* **Recorded information**:
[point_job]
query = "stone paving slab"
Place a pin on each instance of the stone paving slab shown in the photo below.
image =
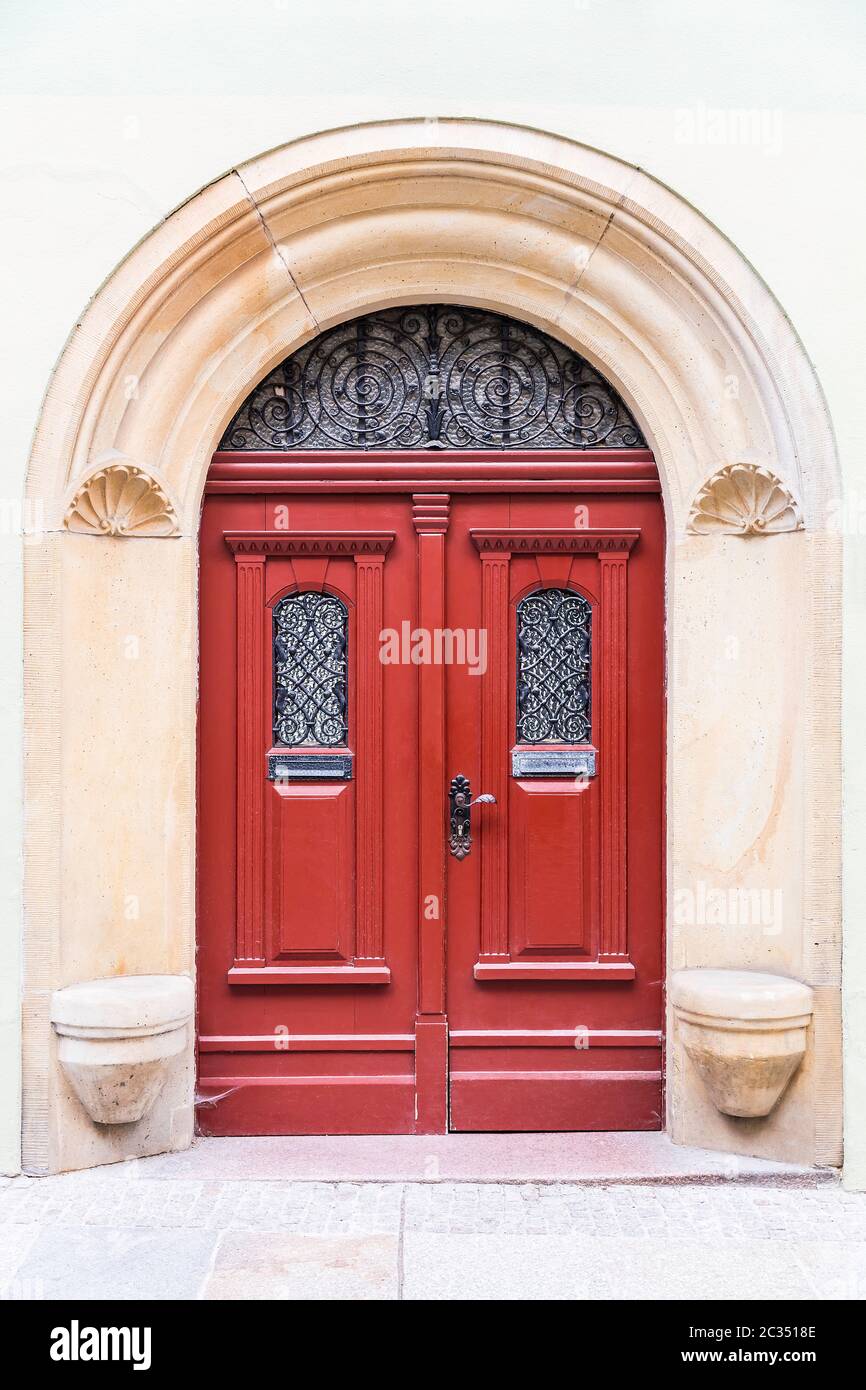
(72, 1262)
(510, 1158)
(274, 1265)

* **Requirements**:
Leave the pictures out and copy the rest of the data exactly.

* **Exercise answer**:
[point_job]
query = "stone paving slab"
Place a pin on each instance of the stone paving slab shown in the photo below.
image =
(72, 1262)
(510, 1158)
(274, 1265)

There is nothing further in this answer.